# The problem:
Reproduce the listing below word for word, from its first line down through the line that contains "point(306, 290)", with both ends included. Output only those lines.

=== Records for the task ===

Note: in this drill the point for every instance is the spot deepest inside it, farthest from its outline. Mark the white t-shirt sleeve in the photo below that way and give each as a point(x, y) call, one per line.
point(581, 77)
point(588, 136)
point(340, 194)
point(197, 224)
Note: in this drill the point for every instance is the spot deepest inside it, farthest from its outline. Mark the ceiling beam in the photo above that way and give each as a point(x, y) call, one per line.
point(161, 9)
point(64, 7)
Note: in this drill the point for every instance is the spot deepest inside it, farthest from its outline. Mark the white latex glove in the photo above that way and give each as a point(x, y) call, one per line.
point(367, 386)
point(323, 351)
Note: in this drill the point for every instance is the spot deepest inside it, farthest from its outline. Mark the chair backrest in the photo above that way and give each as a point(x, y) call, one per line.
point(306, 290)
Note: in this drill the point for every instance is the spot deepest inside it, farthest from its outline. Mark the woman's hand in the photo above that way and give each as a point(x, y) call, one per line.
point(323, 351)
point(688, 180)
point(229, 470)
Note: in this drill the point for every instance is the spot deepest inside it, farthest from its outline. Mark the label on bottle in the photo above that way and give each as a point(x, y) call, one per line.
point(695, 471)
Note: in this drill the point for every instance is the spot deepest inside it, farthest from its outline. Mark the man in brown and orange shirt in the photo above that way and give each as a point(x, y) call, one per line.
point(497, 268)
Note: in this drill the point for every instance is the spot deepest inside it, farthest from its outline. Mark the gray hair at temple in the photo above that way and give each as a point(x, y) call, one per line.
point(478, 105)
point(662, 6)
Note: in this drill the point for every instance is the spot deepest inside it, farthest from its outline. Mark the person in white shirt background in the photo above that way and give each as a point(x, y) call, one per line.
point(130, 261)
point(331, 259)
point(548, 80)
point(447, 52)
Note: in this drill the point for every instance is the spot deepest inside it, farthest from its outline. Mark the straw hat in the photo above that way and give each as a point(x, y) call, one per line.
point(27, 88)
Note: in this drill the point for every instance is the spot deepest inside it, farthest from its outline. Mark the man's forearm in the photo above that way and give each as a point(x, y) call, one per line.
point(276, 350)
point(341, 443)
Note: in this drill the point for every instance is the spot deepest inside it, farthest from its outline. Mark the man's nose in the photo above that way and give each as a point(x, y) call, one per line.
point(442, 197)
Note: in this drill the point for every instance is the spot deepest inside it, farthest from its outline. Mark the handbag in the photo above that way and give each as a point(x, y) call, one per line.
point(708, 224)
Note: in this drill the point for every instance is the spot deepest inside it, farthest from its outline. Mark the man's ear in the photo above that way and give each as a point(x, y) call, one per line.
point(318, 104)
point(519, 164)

===

# Completed task:
Note: in this drill the point for every instance is the spot deepest inside it, farthest from its outline. Mark the white t-shirt sleeve in the photo below that way and give each as a point(x, y) call, one per line.
point(581, 77)
point(588, 136)
point(340, 194)
point(197, 224)
Note: in this drill the point for every instance is the spot deepest inside it, farthest from its outline. Mark the ceiling beam in the photo above that way and give each as a point(x, y) call, one per line.
point(161, 9)
point(64, 7)
Note: in this drill the point for every instance is the spot deepest inside it, farthest from its outline. Mark the white latex glove in the photo above that way and give each as a point(x, y) call, one per line.
point(367, 386)
point(323, 351)
Note: in this drill the point for every instance is the spot deepest inside it, farthest from its outline. Mark the chair backrest in the photo above that way and give each as a point(x, y) call, one per line.
point(306, 290)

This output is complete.